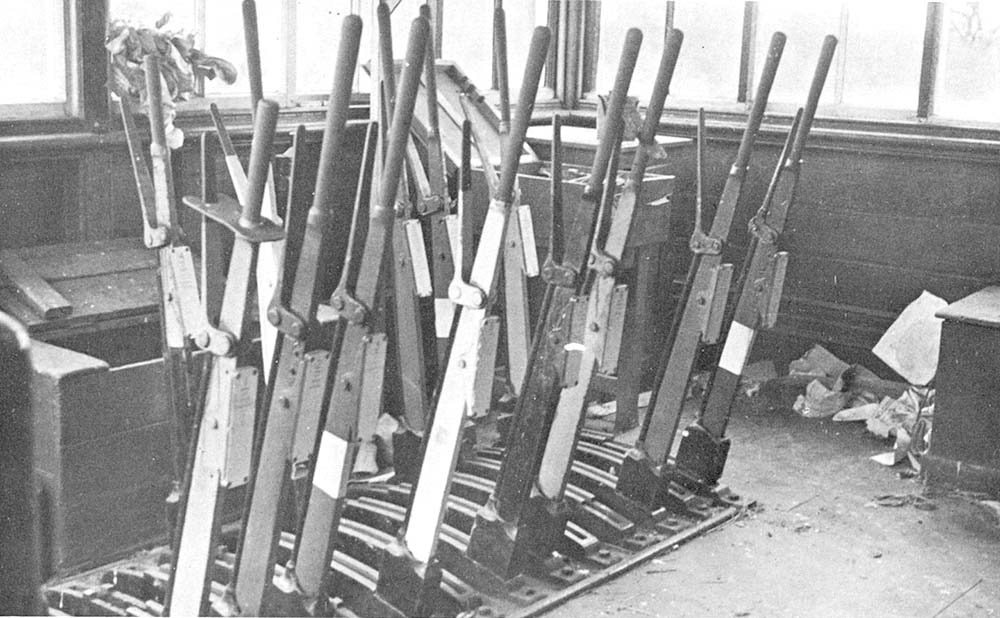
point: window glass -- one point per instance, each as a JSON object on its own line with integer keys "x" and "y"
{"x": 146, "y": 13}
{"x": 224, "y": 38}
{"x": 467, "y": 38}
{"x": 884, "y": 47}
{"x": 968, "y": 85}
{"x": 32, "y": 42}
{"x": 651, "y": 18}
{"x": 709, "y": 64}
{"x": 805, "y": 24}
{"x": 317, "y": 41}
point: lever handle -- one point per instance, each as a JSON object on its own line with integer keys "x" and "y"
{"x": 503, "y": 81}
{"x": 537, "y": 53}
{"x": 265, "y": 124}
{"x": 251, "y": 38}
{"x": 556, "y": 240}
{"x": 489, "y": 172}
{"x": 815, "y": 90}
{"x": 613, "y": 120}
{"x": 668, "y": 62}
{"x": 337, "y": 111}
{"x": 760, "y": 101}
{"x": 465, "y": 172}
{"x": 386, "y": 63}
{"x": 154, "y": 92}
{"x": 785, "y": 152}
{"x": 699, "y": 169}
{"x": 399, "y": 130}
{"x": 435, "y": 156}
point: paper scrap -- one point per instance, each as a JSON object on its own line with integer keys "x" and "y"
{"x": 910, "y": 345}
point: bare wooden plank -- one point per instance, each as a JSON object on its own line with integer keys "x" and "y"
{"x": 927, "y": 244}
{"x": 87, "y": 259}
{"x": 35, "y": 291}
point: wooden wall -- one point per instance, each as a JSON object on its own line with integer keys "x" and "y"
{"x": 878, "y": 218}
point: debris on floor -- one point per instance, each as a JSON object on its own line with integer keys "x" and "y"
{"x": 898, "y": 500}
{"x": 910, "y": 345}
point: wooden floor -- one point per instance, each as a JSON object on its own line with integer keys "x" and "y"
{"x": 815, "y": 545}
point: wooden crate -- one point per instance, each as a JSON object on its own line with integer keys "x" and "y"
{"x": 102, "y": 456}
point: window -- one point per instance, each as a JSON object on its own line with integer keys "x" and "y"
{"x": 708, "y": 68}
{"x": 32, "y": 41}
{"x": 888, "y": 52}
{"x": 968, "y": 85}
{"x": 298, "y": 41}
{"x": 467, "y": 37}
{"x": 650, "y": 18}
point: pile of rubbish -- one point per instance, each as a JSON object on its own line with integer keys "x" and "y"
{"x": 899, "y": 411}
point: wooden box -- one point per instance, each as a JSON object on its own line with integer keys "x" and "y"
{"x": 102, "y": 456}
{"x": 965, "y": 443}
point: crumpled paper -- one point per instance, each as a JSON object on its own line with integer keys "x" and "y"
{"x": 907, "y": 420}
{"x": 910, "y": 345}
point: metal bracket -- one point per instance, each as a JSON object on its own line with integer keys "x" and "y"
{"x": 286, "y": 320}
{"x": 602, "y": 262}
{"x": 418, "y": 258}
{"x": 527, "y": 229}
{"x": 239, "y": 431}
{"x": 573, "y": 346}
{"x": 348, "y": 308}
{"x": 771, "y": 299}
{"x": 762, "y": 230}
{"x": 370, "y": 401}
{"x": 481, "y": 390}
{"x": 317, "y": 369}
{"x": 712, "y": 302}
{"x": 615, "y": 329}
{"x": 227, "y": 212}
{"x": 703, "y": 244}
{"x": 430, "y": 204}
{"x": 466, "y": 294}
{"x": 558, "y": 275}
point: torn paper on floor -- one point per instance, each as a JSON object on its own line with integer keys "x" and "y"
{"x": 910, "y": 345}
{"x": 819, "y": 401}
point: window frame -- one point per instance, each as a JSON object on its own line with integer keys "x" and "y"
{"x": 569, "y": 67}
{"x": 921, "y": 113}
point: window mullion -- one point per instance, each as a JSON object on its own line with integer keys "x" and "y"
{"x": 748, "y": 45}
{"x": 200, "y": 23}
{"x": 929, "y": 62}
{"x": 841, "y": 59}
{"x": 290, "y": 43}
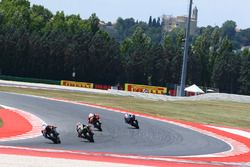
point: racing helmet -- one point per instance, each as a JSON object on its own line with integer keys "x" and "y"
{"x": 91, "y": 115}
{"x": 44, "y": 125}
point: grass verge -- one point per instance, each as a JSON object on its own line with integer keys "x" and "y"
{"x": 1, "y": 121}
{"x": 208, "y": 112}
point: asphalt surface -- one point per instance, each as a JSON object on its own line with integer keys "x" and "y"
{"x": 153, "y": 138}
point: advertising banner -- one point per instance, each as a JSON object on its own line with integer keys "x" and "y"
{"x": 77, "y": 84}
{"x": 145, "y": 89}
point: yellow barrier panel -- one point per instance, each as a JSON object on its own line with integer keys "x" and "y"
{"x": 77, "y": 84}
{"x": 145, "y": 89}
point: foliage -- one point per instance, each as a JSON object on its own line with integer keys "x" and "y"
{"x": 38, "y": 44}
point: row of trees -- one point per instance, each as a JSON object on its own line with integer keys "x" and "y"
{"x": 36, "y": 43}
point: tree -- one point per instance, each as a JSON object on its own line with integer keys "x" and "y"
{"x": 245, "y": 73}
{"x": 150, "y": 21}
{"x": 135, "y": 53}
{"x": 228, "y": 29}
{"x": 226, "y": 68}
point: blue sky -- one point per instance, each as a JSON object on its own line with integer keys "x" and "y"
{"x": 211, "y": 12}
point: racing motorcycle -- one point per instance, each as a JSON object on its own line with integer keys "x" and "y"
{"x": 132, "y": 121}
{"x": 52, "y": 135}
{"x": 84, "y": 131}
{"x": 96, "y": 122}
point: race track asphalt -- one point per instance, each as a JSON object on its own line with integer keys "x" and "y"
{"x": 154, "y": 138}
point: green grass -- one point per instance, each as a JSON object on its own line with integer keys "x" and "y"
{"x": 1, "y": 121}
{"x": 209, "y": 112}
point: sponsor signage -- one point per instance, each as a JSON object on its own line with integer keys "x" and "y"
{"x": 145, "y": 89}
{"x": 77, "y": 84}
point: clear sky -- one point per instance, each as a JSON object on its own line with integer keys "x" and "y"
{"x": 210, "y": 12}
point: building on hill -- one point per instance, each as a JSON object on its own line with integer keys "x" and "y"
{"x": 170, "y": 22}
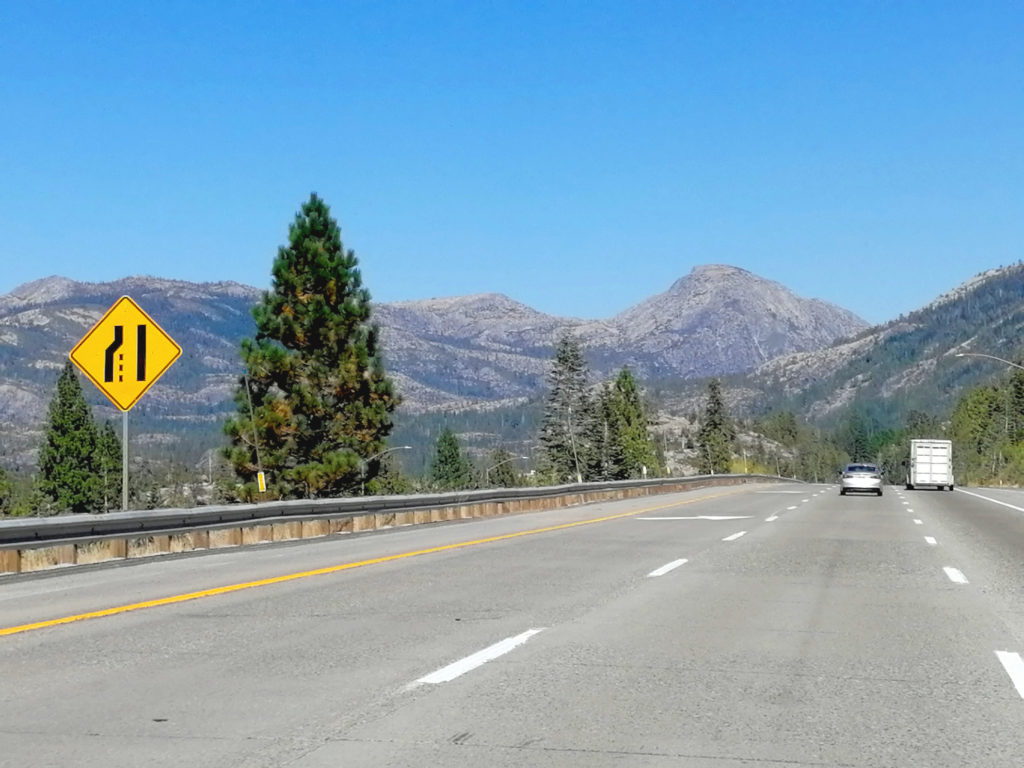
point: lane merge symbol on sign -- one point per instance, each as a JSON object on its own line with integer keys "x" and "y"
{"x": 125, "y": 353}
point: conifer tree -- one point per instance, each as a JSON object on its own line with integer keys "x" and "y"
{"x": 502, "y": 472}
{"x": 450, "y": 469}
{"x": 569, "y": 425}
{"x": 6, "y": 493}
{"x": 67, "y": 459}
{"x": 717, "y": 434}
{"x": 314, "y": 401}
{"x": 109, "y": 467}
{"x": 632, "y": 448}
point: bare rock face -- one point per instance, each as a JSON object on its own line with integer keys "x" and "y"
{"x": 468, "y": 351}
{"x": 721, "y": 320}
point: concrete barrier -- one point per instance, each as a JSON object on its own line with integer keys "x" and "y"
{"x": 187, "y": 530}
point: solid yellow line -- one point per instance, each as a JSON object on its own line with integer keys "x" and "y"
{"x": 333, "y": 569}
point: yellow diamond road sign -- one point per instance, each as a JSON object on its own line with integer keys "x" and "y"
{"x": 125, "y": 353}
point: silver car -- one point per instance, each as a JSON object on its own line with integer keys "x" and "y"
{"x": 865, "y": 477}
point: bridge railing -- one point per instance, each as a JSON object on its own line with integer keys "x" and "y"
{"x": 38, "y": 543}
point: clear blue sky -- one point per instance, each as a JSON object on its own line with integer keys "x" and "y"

■ Written exercise: Would you quote, exactly and only, the lines from the one containing "point: solid yellow" to the end of the entries?

■ The reply:
point: solid yellow line -- one point per instance, each as a JSON object on its own line with integer keys "x" and "y"
{"x": 333, "y": 569}
point: yellow diamond road sign -- one point per instance, each as a JSON object on its own line with integer keys "x" and "y"
{"x": 125, "y": 353}
point: silver car -- one point per instance, each as a JSON object on its own line with integer keys "x" and "y"
{"x": 865, "y": 477}
point: bridge railing -- one point per instance, each as a JSON object on its own line with integer keys "x" and "y"
{"x": 38, "y": 543}
point: clear blue sky -- one point per instance, each as a JSON object on its own line with integer keys "x" and "y"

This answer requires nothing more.